Point annotation dataset records
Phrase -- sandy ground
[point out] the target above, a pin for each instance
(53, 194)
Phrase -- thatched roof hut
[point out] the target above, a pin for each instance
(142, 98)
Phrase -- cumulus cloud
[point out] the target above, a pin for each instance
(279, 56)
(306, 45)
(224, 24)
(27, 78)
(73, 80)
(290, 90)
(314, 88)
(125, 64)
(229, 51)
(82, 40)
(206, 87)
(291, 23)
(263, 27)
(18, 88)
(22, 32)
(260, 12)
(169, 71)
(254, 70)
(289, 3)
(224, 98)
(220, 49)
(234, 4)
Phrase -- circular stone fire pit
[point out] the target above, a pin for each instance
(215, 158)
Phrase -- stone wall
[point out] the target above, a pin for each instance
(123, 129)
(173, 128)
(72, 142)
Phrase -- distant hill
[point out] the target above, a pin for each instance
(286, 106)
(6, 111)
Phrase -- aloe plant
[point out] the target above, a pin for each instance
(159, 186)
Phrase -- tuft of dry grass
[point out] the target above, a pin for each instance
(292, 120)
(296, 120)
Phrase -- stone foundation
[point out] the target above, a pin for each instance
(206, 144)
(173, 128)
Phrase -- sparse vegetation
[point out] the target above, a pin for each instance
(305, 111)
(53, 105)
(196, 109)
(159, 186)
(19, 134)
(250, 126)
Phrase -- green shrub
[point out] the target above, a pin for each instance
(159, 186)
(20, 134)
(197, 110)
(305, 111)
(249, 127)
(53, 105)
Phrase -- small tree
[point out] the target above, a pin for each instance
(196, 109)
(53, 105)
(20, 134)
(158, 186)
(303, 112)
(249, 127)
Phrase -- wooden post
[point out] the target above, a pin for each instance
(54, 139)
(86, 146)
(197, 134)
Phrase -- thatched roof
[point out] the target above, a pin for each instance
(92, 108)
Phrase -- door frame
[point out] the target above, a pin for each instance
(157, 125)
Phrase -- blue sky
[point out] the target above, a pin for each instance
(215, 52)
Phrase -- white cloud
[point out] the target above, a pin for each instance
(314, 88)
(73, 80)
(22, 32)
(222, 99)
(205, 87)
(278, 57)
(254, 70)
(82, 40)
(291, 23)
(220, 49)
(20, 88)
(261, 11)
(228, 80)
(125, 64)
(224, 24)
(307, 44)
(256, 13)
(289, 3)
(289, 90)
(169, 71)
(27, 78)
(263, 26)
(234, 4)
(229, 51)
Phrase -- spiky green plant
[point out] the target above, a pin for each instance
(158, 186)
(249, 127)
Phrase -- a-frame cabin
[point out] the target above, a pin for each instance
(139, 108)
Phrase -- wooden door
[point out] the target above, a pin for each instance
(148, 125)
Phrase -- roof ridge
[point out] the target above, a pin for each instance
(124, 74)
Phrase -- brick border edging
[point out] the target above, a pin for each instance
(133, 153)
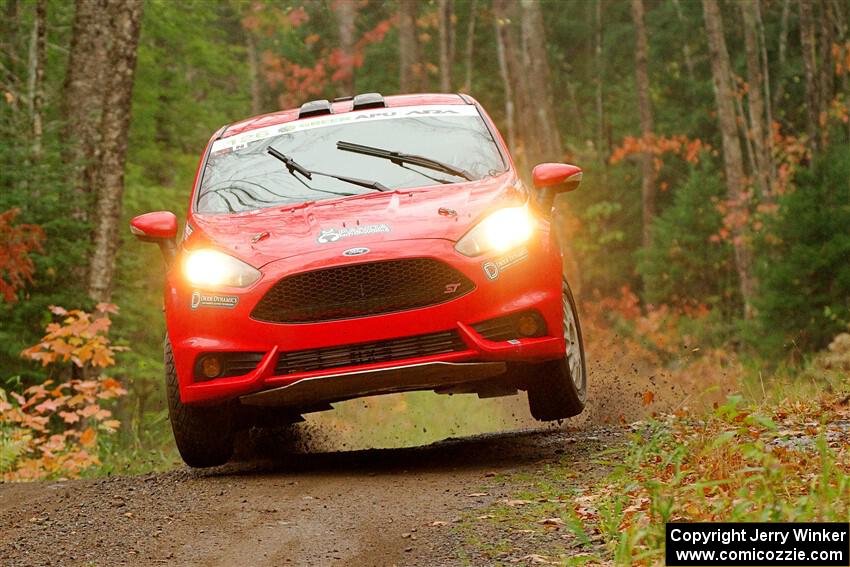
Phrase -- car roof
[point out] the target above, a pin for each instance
(342, 106)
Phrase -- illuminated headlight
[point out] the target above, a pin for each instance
(211, 268)
(499, 232)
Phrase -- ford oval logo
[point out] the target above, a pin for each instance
(355, 252)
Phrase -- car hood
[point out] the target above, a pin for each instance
(447, 212)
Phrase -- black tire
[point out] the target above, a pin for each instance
(203, 434)
(552, 392)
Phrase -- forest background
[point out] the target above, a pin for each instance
(714, 135)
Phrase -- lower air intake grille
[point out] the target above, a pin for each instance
(359, 290)
(368, 353)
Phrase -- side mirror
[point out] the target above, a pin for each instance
(552, 179)
(160, 228)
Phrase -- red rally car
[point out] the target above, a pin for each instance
(363, 246)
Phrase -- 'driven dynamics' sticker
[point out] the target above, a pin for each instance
(210, 300)
(493, 268)
(333, 234)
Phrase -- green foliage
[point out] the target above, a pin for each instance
(804, 297)
(684, 265)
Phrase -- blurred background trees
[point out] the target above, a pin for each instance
(714, 135)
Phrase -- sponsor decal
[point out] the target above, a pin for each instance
(493, 268)
(211, 300)
(356, 251)
(451, 288)
(328, 235)
(240, 141)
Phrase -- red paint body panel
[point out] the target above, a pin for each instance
(417, 230)
(549, 174)
(158, 225)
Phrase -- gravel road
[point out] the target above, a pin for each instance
(372, 507)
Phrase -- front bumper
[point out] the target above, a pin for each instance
(532, 283)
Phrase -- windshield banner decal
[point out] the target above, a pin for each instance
(240, 141)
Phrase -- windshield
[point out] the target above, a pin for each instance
(240, 175)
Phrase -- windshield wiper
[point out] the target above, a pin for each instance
(293, 167)
(400, 158)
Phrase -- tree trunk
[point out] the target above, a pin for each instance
(686, 50)
(38, 60)
(826, 66)
(254, 70)
(504, 72)
(346, 14)
(539, 98)
(10, 40)
(807, 42)
(601, 148)
(758, 130)
(732, 159)
(408, 48)
(646, 123)
(125, 17)
(444, 17)
(83, 99)
(782, 50)
(470, 45)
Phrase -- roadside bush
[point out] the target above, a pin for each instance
(689, 266)
(51, 429)
(805, 289)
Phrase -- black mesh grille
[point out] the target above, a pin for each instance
(368, 353)
(357, 290)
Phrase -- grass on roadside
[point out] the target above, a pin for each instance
(777, 461)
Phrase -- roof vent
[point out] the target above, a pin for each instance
(368, 100)
(315, 108)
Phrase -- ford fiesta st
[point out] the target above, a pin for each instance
(363, 246)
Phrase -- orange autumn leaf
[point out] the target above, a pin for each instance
(88, 437)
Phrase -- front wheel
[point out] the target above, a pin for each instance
(203, 434)
(557, 389)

→ **Set exercise**:
Restate the data above word for word. Skip every picture.

→ **Exercise solution**:
Phrase -- sandy ground
[point out] the target above, a pin for each instance
(53, 194)
Phrase -- thatched roof hut
[point out] the target above, a pin for each instance
(142, 98)
Phrase -- cumulus cloud
[point out] the target above, a pin for each instance
(279, 56)
(306, 45)
(224, 24)
(27, 78)
(73, 80)
(290, 90)
(314, 88)
(125, 64)
(229, 51)
(82, 40)
(206, 87)
(291, 23)
(263, 27)
(18, 88)
(22, 32)
(260, 12)
(169, 71)
(254, 70)
(289, 3)
(224, 98)
(220, 49)
(234, 4)
Phrase -- circular stone fire pit
[point out] the target above, a pin for each instance
(215, 158)
Phrase -- stone wall
[point out] the target above, a pin for each instance
(123, 129)
(173, 128)
(72, 142)
Phrase -- distant hill
[point out] the target above, a pin for each instance
(286, 106)
(6, 111)
Phrase -- aloe plant
[point out] the target above, a pin for each instance
(159, 186)
Phrase -- tuft of dry grass
[point out] the target above, a pin for each instance
(292, 120)
(296, 120)
Phrase -- stone foundation
[point out] the target above, a pin for each instance
(206, 144)
(173, 128)
Phrase -- sparse vegetation
[point out] the target above, a pin for each instance
(305, 111)
(53, 105)
(196, 109)
(159, 186)
(19, 134)
(250, 126)
Phrase -- green shrub
[point out] the target above, a pin for each instance
(159, 186)
(20, 134)
(197, 110)
(305, 111)
(249, 127)
(53, 105)
Phrase -- small tree
[point out] the target above, a pin for each instance
(196, 109)
(53, 105)
(20, 134)
(158, 186)
(303, 112)
(249, 127)
Phrase -- wooden post
[point out] the target above, a pin for each instance
(54, 139)
(86, 146)
(197, 134)
Phrase -- thatched roof
[point out] the target above, a pin for each instance
(92, 108)
Phrase -- door frame
[point out] the target above, a pin for each instance
(157, 125)
Phrase -- blue sky
[point out] the target above, a pin for each instance
(215, 52)
Phrase -- white cloud
[point out] the target above, a pin for each instance
(314, 88)
(73, 80)
(22, 32)
(222, 99)
(205, 87)
(278, 57)
(254, 70)
(82, 40)
(291, 23)
(220, 49)
(20, 88)
(261, 11)
(228, 80)
(125, 64)
(224, 24)
(307, 44)
(256, 13)
(289, 3)
(289, 90)
(169, 71)
(27, 78)
(263, 26)
(234, 4)
(229, 51)
Phrase -- spiky green plant
[point out] the target above, a pin for each instance
(158, 186)
(249, 127)
Phrase -- a-frame cabin
[point out] the target above, a pin for each instance
(139, 108)
Phrase -- wooden door
[point out] the target above, a pin for each instance
(148, 125)
Phrase -- roof ridge
[point out] the target above, a pin for each instance
(124, 74)
Phrase -- brick border edging
[point out] the target above, a pin for each instance
(133, 153)
Phrase -- car roof
[point out] the target above, a pin for each instance
(342, 106)
Phrase -- illuminated headlight
[point out] the target above, a pin for each instance
(211, 268)
(499, 232)
Phrase -- ford oval logo
[point out] the target above, a pin for each instance
(355, 252)
Phrase -- car hood
[point out] the target above, a pin for each instance
(447, 212)
Phrase -- black tire
[point out] the target above, a pin for each instance
(203, 434)
(552, 392)
Phrase -- forest background
[point out] the target above, a pin for each instance
(714, 135)
Phrase -- lower air intake grille
[point out] the target above, a pin for each instance
(359, 290)
(368, 353)
Phrase -- side mirror
[point out] the target above, a pin for each instance
(552, 179)
(160, 228)
Phrase -- red rally car
[point out] the target above, a pin for each instance
(363, 246)
Phrase -- 'driven dynamics' sticker
[point out] the target above, a pin for each instance
(210, 300)
(493, 268)
(333, 234)
Phrase -- green foliage
[point out] the target above, a pin for each instance
(804, 297)
(684, 265)
Phrase -- blurred background trees
[point out] the target above, a pin for each instance
(714, 135)
Phrase -- sponsor decal
[point out] the target above, a pin for each instance
(493, 268)
(211, 300)
(356, 251)
(451, 288)
(328, 235)
(240, 141)
Phrase -- red paint body panel
[point out] the target above, a pin for each instance
(417, 230)
(549, 174)
(158, 225)
Phrase -- gravel road
[point out] the target above, a pin for each instance
(372, 507)
Phrase -- front bumper
[point out] the target above, a pin for each instance
(532, 283)
Phrase -- windshield banner decal
[point out] the target above, a pin for each instance
(240, 141)
Phrase -- windshield
[point out] the target above, a pin for each instance
(240, 175)
Phrase -- windshield wiper
[point out] the target above, a pin for each instance
(293, 167)
(400, 158)
Phrase -- tree trunk
[point out] the target above, a pin for each instance
(686, 50)
(38, 60)
(826, 66)
(254, 70)
(504, 72)
(346, 14)
(539, 98)
(10, 40)
(807, 42)
(601, 148)
(758, 130)
(732, 159)
(408, 48)
(646, 123)
(125, 17)
(444, 17)
(83, 99)
(782, 50)
(470, 45)
Phrase -- roadside bush
[point out] the target above, a pin for each instance
(689, 266)
(51, 429)
(805, 289)
Phrase -- black mesh grille
[point out] the target above, a pin for each instance
(368, 353)
(357, 290)
Phrase -- grass on roadside
[point out] the target above, a pin for each instance
(777, 461)
Phrase -- roof vent
[point out] the target above, a pin for each instance
(368, 100)
(315, 108)
Phrase -- ford fiesta st
[point out] the target above, a pin for each instance
(363, 246)
Phrase -- orange autumn leaf
[point out] the target above, a pin for each instance
(88, 437)
Phrase -- front wheel
[point out] the target above, a pin for each instance
(203, 434)
(557, 389)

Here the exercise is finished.